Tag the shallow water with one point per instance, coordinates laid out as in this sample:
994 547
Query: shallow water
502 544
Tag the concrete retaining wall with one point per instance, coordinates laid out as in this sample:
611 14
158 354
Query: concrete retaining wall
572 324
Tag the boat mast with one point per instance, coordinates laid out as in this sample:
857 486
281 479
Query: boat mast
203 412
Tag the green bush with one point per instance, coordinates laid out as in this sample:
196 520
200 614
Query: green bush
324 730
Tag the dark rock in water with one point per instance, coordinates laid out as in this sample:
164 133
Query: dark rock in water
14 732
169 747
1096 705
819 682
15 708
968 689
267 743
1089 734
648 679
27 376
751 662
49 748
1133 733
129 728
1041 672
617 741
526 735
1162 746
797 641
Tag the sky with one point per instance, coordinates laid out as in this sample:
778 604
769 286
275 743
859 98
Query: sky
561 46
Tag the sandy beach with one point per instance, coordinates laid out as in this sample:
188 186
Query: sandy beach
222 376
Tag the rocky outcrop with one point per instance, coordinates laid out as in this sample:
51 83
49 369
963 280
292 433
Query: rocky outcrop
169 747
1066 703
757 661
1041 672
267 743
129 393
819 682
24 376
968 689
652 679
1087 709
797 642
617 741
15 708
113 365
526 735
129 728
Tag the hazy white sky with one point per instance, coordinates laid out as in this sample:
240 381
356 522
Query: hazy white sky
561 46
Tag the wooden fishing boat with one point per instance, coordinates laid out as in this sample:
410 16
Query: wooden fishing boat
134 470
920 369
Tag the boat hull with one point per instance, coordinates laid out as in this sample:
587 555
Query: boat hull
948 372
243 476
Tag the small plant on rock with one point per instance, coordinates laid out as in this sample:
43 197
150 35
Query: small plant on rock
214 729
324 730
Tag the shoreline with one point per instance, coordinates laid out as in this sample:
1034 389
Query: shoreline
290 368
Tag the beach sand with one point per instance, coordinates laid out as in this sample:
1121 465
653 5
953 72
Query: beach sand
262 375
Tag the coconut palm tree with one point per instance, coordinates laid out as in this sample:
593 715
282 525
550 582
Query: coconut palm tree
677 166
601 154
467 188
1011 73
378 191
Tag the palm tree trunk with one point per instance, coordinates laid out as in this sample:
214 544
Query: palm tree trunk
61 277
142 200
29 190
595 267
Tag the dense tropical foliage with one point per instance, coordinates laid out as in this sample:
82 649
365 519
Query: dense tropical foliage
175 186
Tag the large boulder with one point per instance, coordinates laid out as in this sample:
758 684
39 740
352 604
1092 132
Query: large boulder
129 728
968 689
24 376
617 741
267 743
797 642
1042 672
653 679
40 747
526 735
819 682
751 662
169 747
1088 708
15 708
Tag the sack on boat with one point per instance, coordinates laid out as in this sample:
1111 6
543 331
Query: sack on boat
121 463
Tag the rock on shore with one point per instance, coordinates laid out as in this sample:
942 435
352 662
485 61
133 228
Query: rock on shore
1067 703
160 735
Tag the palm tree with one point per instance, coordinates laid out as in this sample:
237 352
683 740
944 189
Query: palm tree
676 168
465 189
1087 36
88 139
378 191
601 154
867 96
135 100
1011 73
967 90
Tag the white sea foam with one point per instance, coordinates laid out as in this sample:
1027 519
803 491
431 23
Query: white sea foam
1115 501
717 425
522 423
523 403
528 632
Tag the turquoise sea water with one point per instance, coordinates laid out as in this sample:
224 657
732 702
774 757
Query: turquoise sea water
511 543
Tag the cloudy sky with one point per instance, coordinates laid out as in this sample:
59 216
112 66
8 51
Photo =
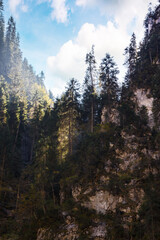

WHAT IS BEING ASKED:
For this step, transcribe all the material above exactly and drop the images.

WRITTEN SOLUTION:
Tag the shallow water with one point per instance, coordinates laid out as in this sample:
994 547
Query: shallow water
502 544
Tag the concrete retaining wall with one point per instance, coordinates laid out as in this sample:
611 14
158 354
Query: concrete retaining wall
572 324
Tag the boat mast with one point per instance, coordinates laid out as in this sample:
857 486
281 479
Query: boat mast
203 412
Tag the green bush with one point per instance, coordinates laid out as in this sample:
196 520
200 614
Query: green bush
324 730
Tag the dark rock in water with one point per instance, coordinates laid out as in this sample:
164 133
Query: dark rock in water
14 732
169 747
1096 705
819 682
15 708
968 689
267 743
1089 734
648 679
27 376
751 662
49 748
1133 733
129 728
1041 672
617 741
526 735
1162 746
797 641
Tag the sky with one point per instance, coordinates laid out as in this sample:
778 604
769 286
275 743
859 98
Query: sky
561 46
Tag the sandy beach with one point per instance, coordinates laid out as in this sample:
188 186
Query: sandy beach
222 376
Tag the rocky outcrop with one point per instance, coordinates laid out as in this sample:
51 83
49 369
963 280
292 433
Query: rocky outcrop
169 747
1066 703
757 661
1041 672
267 743
129 393
819 682
24 376
968 689
652 679
1087 709
797 642
617 741
15 708
113 365
526 735
129 728
Tag the hazy white sky with one point per instance, coordinates laid out as in this sample:
240 381
356 522
Query: hazy white sky
561 46
Tag the wooden fishing boat with one point per instance, coordinates laid out as in this sample:
410 16
Query: wooden fishing boat
134 470
920 369
Tag the boat hull with one point per instance, coordinates laid out as in this sample:
587 555
Query: boat hull
948 372
243 476
Tag the small plant on rock with one point per instance, coordinates laid out as in this sample:
43 197
150 35
Query: small plant on rock
214 729
324 730
Tag the shoreline with one point per instance, coordinates laid out as in this sample:
1034 389
Query: shoreline
290 368
Tag the beach sand with one point per instance, coordinates laid out as in this sample:
1121 465
653 5
953 72
Query: beach sand
262 375
Tag the coconut palm tree with one point per instance, coordinates laid out as in this sample:
593 715
282 525
550 582
Query: coconut palm tree
677 166
601 154
467 188
1011 73
378 191
Tag the palm tree trunk with one point per instance, coordinates laid out as in this sample:
214 544
Query: palm tree trunk
61 277
142 200
29 190
595 267
Tag the dense tropical foliage with one point per instance, coordinates laid out as in this sample:
82 649
365 519
Query: dense tropical foliage
175 186
Tag the large boulder with one point per instance, coordinates laid out as in this sample:
758 684
39 740
352 604
1092 132
Query: large boulder
129 728
968 689
24 376
617 741
267 743
797 642
1042 672
653 679
40 747
526 735
819 682
751 662
169 747
1088 708
15 708
Tag the sack on boat with one point per instance, coordinates laid out as in this sample:
1111 6
543 331
Query: sack on boat
121 463
Tag the rock on shore with one point per instance, coordinates laid out as in this sample:
942 435
352 662
485 61
133 228
Query: rock on shore
1067 703
160 735
Tag the palm tree with one point per instance, coordinates laid out as in this sample:
237 352
683 740
944 189
Query: palm tree
676 168
465 189
1087 36
88 139
378 191
601 154
867 96
135 100
1011 73
967 90
Tag the white sea foam with one point per instance, coordinates laid out as in this sample:
1027 519
803 491
431 23
Query: white sea foam
1115 501
717 425
522 423
523 403
528 632
Tag the turquoise sea water with one point per instance, coordinates laid out as in this sample:
224 657
732 702
774 757
Query: turquoise sea water
511 543
Tag the cloudy sky with one point per instance, coordinates laid out as in this sample:
59 216
112 66
8 51
Photo =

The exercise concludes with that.